# GOAL OF THE EXERCISE:
Look through the records below, count the lines with the word "pixels", and reply with only the number.

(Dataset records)
^^^^^^^^
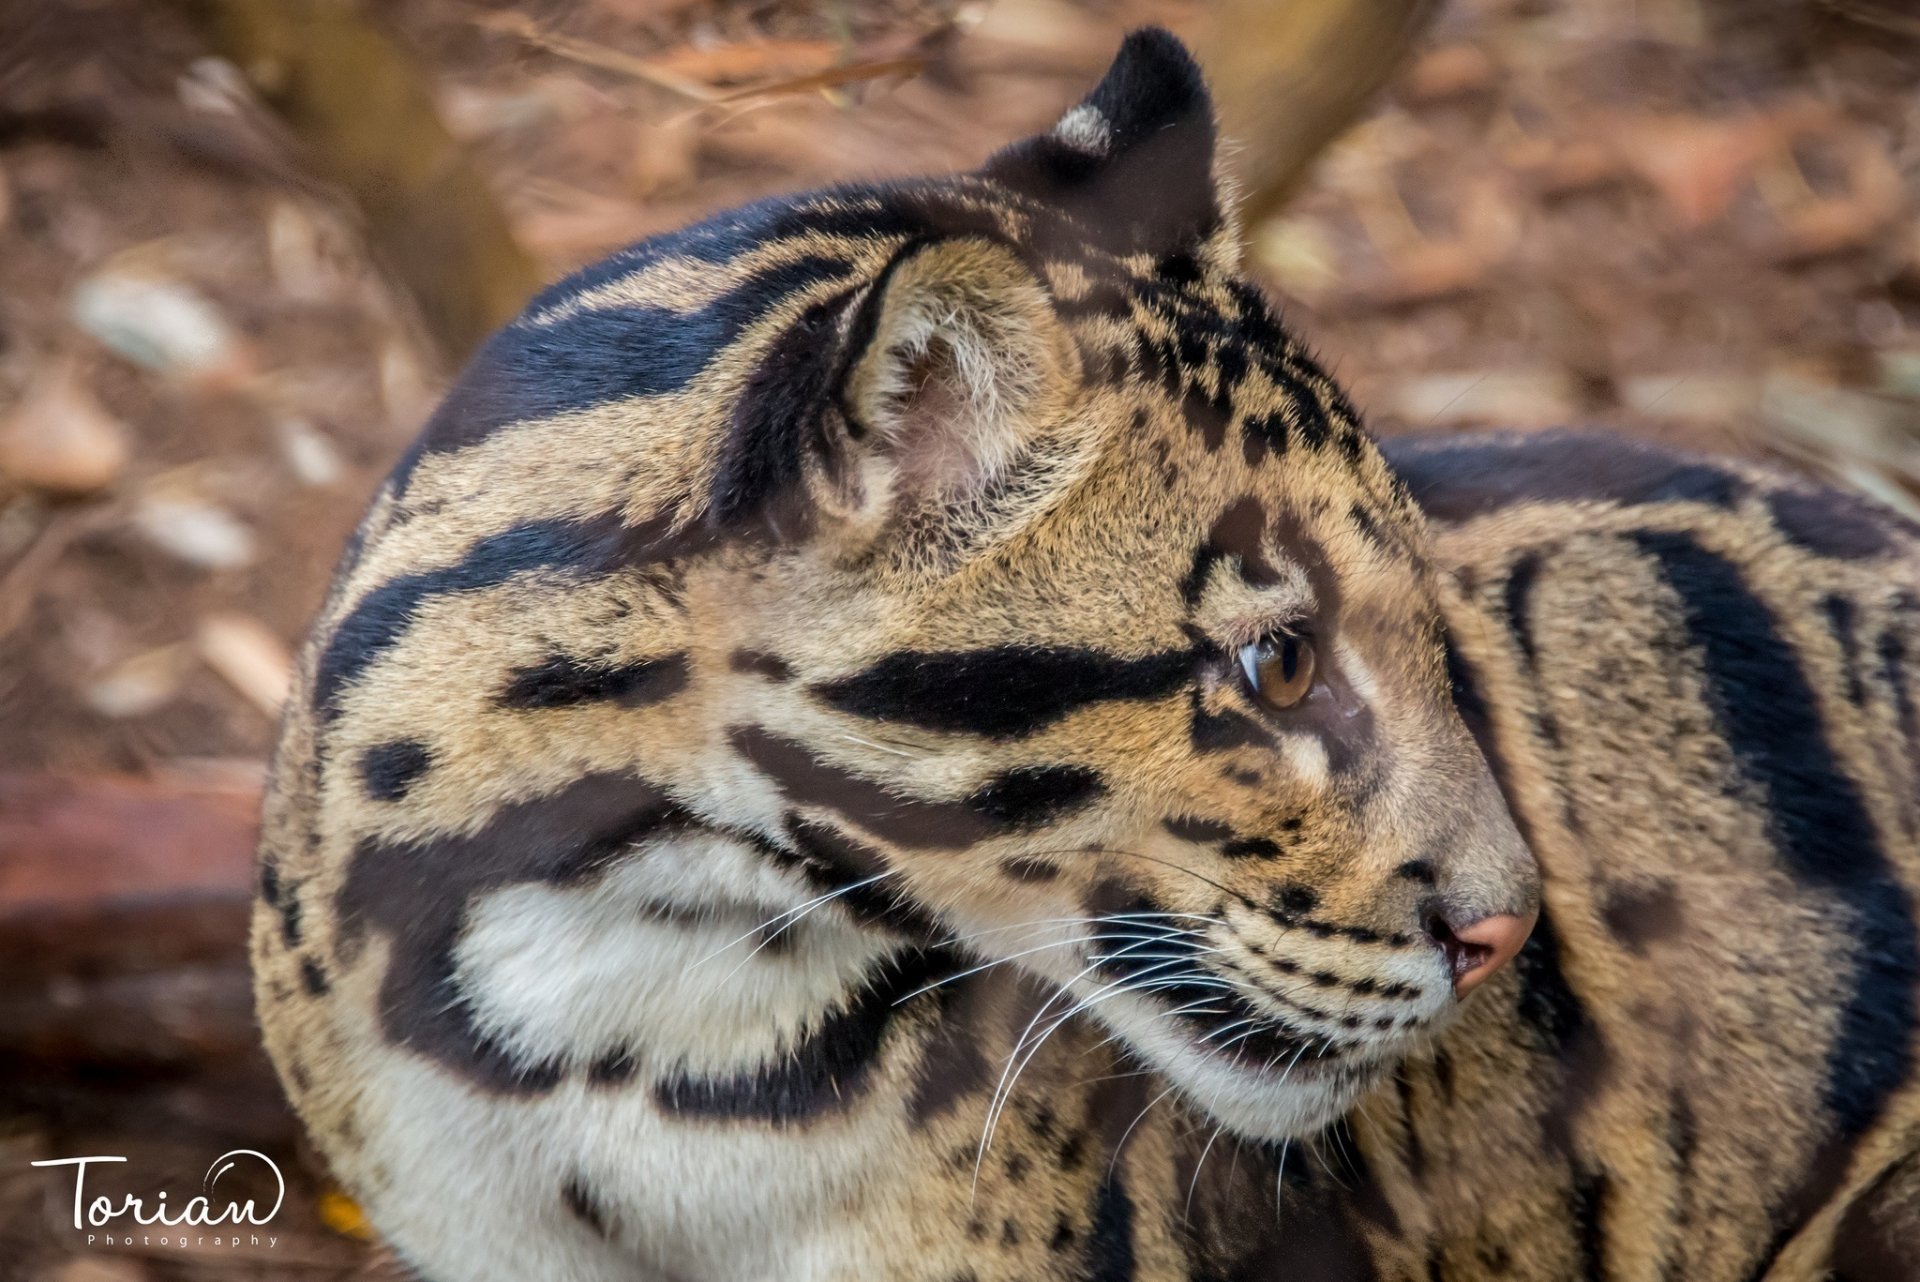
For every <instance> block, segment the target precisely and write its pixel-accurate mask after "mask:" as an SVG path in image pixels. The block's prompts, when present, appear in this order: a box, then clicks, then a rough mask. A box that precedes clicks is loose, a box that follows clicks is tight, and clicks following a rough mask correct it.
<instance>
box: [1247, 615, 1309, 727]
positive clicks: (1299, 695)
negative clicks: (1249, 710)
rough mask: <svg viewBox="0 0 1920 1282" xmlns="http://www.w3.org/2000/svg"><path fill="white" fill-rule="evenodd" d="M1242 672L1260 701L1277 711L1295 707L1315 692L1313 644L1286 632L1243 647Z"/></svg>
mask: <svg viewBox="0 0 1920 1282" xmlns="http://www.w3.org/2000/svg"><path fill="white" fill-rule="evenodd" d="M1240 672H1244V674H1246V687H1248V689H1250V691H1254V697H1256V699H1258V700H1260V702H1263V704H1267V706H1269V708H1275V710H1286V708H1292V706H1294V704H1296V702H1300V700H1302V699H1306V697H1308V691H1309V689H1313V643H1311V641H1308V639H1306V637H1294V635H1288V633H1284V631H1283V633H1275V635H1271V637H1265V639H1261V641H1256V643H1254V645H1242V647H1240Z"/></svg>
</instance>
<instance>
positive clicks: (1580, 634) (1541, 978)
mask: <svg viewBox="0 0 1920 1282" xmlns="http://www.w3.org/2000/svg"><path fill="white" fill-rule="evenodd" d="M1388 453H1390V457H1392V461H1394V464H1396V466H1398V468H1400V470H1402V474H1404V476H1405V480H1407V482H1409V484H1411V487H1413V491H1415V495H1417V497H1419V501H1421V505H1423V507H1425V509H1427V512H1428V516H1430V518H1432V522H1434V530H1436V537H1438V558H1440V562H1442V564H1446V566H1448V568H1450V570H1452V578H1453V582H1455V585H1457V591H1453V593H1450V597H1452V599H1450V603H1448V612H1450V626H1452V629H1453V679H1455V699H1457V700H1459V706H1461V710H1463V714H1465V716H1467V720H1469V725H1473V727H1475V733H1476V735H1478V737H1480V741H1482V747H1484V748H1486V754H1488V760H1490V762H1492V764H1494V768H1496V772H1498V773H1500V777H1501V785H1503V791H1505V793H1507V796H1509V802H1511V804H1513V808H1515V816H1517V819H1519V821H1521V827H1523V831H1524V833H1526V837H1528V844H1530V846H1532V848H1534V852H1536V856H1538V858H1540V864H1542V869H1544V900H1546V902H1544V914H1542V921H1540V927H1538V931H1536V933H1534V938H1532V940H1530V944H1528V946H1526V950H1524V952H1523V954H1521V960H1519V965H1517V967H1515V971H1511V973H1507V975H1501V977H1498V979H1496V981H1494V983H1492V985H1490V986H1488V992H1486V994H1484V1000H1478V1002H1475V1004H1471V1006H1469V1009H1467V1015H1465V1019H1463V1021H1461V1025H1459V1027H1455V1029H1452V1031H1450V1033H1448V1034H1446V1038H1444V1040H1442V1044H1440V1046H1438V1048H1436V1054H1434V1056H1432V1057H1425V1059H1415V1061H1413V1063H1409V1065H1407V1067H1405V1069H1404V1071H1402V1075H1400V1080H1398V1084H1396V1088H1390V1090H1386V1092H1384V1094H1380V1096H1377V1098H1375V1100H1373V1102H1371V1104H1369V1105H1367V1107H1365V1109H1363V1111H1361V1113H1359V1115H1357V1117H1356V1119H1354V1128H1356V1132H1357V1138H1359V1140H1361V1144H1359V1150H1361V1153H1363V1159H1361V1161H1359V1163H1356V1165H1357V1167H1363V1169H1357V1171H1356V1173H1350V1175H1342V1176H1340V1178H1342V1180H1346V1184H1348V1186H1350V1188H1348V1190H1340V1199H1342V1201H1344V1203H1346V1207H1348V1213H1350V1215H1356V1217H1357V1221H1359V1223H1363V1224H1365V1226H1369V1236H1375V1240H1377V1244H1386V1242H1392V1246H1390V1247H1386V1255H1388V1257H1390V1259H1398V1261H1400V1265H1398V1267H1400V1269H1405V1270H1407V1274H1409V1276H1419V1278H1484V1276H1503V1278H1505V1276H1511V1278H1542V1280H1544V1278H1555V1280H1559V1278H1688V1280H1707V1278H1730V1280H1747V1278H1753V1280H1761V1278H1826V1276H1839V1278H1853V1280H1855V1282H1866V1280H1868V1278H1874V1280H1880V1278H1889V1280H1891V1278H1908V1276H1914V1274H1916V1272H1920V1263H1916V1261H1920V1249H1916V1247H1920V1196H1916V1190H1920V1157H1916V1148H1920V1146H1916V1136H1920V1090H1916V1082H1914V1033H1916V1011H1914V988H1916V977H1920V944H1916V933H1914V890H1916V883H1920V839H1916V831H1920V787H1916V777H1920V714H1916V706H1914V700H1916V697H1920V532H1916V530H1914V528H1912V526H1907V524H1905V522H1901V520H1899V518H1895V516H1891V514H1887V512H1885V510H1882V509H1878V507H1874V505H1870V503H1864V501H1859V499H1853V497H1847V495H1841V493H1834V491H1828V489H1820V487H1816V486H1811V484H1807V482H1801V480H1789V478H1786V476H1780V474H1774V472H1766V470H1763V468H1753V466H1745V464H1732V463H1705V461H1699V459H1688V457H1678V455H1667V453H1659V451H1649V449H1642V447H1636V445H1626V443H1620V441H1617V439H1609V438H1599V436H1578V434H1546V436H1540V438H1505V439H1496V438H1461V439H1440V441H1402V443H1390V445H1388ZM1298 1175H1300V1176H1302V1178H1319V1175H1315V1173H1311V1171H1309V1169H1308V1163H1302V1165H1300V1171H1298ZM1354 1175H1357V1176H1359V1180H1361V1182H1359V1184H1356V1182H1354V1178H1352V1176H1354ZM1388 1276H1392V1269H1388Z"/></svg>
^^^^^^^^
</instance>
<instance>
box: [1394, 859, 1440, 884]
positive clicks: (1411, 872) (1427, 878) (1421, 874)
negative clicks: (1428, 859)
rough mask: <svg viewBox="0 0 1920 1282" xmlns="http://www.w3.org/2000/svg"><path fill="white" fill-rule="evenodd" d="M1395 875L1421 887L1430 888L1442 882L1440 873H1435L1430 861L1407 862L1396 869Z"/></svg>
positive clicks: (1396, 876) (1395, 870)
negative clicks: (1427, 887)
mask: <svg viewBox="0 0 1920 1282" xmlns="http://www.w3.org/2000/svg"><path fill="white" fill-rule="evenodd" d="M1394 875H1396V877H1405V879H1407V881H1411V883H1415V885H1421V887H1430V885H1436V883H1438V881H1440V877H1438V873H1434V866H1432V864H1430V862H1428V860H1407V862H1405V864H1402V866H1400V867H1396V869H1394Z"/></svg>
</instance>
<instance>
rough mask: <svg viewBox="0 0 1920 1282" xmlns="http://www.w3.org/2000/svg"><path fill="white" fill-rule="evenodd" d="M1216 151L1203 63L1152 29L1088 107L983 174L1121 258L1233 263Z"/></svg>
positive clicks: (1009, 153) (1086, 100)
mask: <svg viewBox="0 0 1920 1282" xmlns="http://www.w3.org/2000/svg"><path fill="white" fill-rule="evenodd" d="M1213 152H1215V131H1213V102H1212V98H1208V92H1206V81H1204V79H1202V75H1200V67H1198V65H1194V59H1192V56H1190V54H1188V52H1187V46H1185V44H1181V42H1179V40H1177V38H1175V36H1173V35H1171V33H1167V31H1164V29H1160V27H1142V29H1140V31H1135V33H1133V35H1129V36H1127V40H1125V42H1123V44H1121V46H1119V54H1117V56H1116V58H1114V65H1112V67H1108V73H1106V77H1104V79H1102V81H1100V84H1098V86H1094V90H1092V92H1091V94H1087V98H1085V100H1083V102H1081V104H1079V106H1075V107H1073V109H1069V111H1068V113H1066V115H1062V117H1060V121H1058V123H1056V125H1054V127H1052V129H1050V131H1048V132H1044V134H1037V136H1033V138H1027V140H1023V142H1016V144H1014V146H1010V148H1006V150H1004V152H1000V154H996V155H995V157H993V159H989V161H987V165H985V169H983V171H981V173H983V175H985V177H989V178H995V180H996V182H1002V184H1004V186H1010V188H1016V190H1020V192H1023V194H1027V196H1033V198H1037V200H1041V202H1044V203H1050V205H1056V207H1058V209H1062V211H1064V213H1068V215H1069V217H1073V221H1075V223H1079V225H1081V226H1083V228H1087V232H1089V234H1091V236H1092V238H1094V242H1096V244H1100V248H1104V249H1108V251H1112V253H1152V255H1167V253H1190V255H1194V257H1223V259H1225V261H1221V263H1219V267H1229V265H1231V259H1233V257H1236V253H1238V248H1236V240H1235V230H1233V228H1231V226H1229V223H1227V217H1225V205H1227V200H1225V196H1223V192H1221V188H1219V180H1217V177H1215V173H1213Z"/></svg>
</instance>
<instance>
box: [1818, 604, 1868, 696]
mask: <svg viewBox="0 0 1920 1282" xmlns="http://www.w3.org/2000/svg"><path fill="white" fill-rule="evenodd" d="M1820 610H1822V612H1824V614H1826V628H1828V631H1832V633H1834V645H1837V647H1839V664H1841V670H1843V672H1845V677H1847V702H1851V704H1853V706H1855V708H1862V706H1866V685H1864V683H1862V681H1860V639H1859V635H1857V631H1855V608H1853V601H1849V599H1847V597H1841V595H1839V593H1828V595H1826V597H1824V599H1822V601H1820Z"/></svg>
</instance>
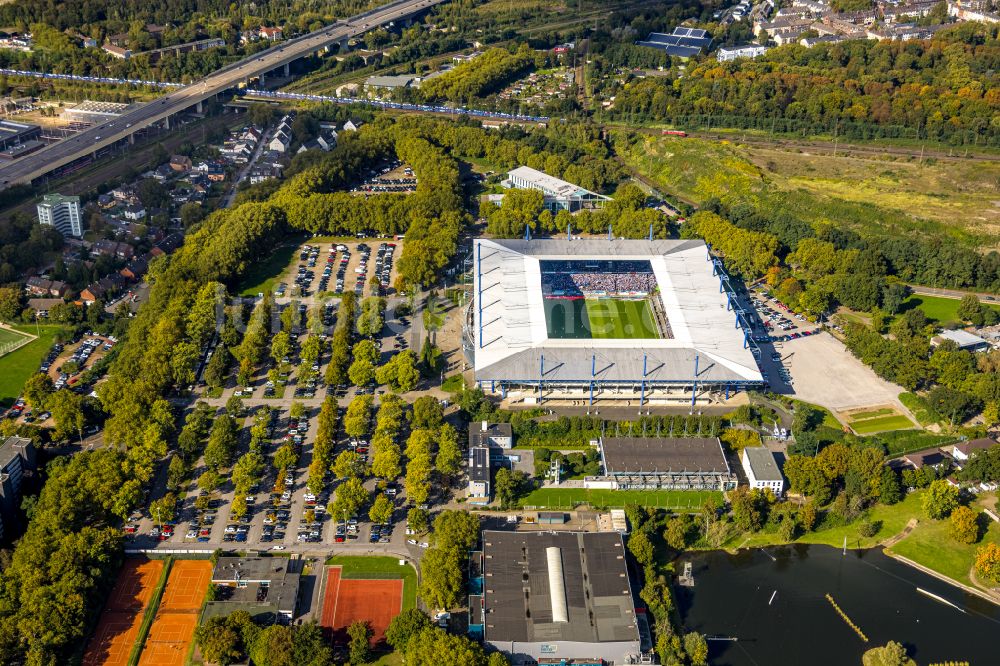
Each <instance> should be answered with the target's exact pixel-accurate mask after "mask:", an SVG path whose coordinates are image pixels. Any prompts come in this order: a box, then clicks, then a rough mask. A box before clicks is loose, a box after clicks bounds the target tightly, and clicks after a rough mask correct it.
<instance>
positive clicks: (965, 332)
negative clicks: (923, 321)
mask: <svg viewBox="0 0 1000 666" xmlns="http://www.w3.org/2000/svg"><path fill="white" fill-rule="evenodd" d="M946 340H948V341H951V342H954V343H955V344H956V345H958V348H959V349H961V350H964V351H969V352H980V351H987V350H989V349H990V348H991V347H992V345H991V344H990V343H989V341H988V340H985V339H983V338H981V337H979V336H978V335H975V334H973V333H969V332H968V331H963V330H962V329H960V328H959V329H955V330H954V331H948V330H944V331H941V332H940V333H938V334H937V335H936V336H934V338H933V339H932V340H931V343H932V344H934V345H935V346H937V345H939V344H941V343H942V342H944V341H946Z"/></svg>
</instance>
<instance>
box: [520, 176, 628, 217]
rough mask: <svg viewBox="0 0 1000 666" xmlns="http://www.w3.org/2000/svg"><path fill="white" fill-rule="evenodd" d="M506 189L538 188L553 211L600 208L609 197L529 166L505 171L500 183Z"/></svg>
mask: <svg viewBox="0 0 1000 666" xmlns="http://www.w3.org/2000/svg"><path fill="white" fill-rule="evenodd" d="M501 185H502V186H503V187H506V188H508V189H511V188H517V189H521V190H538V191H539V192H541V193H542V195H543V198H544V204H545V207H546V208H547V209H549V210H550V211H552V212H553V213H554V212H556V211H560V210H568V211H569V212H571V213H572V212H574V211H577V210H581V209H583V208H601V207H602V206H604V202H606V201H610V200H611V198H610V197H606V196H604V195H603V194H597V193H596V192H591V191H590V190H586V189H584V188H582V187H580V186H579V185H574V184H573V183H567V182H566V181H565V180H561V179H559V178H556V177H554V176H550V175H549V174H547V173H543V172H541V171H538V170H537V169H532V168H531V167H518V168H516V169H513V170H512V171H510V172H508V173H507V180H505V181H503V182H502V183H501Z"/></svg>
^^^^^^^^
# EXPECTED ANSWER:
2